* WRITTEN PROBLEM A:
List each distinct Java annotation used in the Kafka integration test code below, naming each one only once.

* DOCUMENT SEGMENT:
☆ ☆ ☆ ☆ ☆

Test end-to-end with embedded Kafka:

@EmbeddedKafka
@SpringBootTest
class CircuitBreakerKafkaIntegrationTest {

    @Autowired
    private KafkaTemplate<String, String> producer;

    @Autowired
    private CircuitBreaker circuitBreaker;

    @MockBean
    private ExternalApiClient apiClient;

    @Test
    void shouldPauseConsumptionDuringOutage() {
        // Given: API starts failing
        when(apiClient.call(any()))
            .thenThrow(new RuntimeException("Service unavailable"));

        // When: Send messages that will fail
        for (int i = 0; i < 10; i++) {
            producer.send("orders", "order-" + i);
        }

        // Then: Circuit should open and consumer should pause
        await().atMost(Duration.ofSeconds(30))
            .until(() -> circuitBreaker.getState() == OPEN);

        // Verify consumer is paused (no new messages processed)
        int processedBefore = getProcessedCount();
        Thread.sleep(5000);
        int processedAfter = getProcessedCount();
        assertThat(processedAfter).isEqualTo(processedBefore);
    }

    @Test
    void shouldResumeAndProcessBacklogAfterRecovery() {
        // Given: API fails then recovers
        AtomicInteger callCount = new AtomicInteger(0);
        when(apiClient.call(any())).thenAnswer(inv -> {
            if (callCount.incrementAndGet() < 10) {
                throw new RuntimeException("Failing");
            }
            return "success";  // Recover after 10 calls
        });

        // When: Send messages
        for (int i = 0; i < 20; i++) {
            producer.send("orders", "order-" + i);
        }

        // Then: Eventually all messages should be processed
        await().atMost(Duration.ofMinutes(2))

☆ ☆ ☆ ☆ ☆

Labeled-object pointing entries
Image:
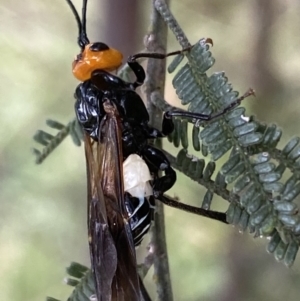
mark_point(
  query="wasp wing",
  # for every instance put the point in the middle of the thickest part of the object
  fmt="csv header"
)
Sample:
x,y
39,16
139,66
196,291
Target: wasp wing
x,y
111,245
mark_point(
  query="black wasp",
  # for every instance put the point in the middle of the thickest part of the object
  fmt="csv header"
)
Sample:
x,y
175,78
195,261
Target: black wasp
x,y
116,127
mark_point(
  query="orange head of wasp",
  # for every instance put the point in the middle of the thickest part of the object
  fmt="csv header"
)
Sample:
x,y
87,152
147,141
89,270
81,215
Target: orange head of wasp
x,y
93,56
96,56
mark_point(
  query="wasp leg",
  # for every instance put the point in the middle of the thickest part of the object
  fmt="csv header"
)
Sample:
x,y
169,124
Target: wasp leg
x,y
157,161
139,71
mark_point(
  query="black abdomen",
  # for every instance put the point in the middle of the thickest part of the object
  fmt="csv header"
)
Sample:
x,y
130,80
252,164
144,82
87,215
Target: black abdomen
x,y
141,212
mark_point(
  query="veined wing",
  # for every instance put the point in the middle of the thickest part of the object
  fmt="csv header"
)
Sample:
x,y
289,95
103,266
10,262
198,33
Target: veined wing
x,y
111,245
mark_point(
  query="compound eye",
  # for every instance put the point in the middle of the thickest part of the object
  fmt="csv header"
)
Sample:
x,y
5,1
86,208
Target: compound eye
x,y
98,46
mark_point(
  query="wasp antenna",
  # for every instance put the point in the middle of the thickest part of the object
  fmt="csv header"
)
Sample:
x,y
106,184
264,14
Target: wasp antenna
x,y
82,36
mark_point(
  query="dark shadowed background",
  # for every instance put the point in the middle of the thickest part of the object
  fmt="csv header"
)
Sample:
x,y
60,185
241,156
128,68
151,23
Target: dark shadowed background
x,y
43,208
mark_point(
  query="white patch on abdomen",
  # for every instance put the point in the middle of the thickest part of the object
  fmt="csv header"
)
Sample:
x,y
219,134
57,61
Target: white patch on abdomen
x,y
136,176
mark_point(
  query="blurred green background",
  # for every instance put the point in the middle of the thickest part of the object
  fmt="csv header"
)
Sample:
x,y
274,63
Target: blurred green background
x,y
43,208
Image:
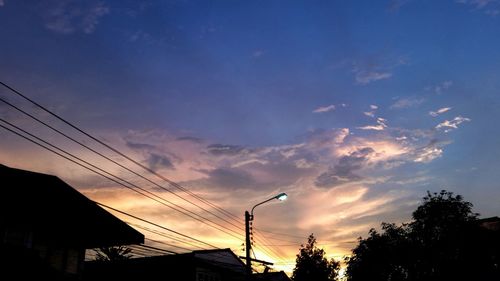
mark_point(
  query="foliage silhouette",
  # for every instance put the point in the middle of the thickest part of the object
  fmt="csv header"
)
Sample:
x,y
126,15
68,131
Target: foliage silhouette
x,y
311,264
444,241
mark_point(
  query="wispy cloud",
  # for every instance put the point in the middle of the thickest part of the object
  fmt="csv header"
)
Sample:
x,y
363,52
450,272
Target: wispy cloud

☆ ☆ ☆ ☆ ☆

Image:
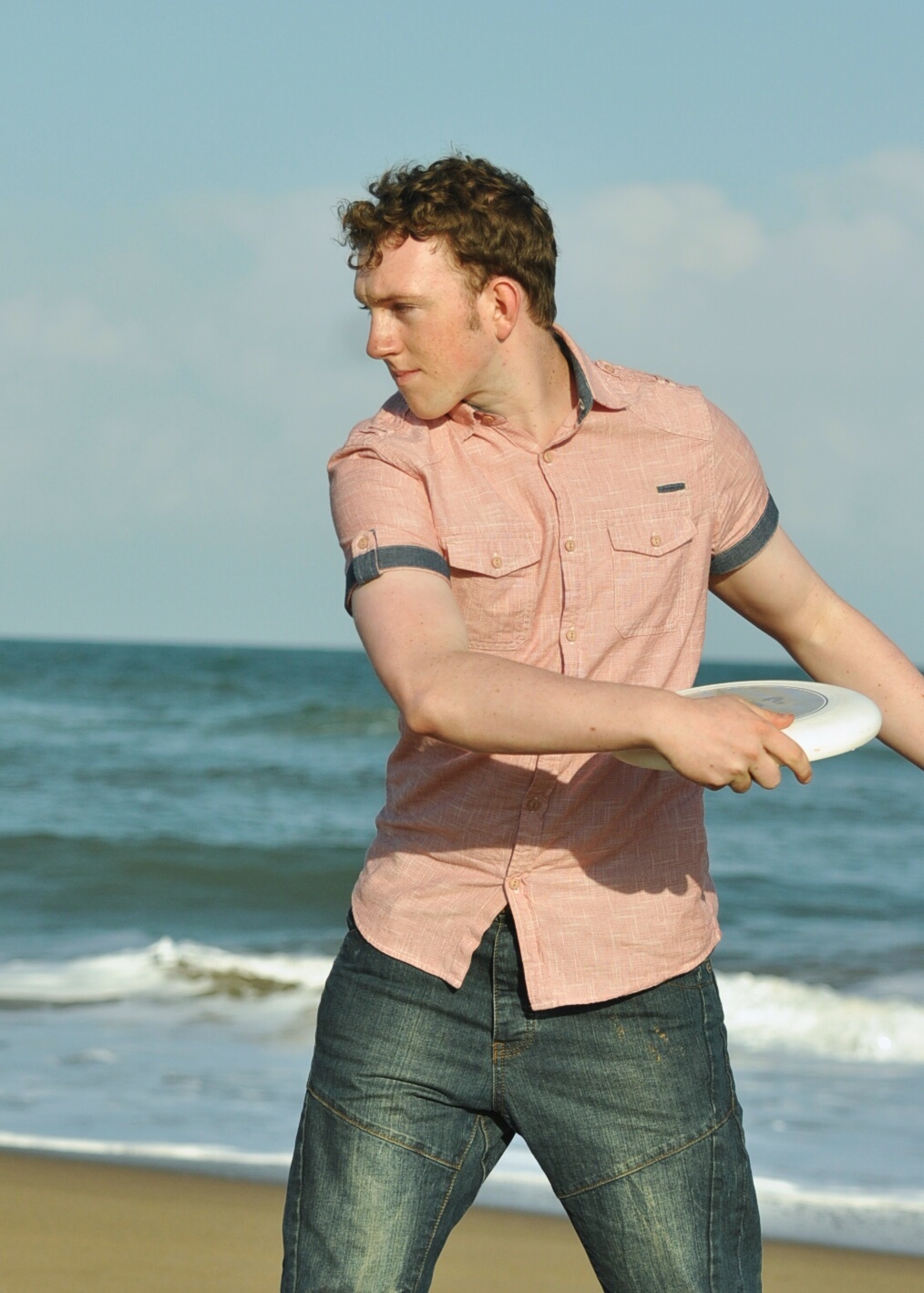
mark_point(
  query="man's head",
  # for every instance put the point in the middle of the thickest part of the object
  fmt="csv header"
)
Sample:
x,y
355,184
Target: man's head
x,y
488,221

☆ ☆ ☆ ☆ ☆

* WRITTEN PROBLEM B:
From the rows above, pull out every line that contains the string "antenna".

* COMPLETE OUTPUT A:
@EmbeddedKafka
@SpringBootTest
@Autowired
@MockBean
@Test

* COMPLETE OUTPUT B:
  query="wasp antenna",
Target: wasp antenna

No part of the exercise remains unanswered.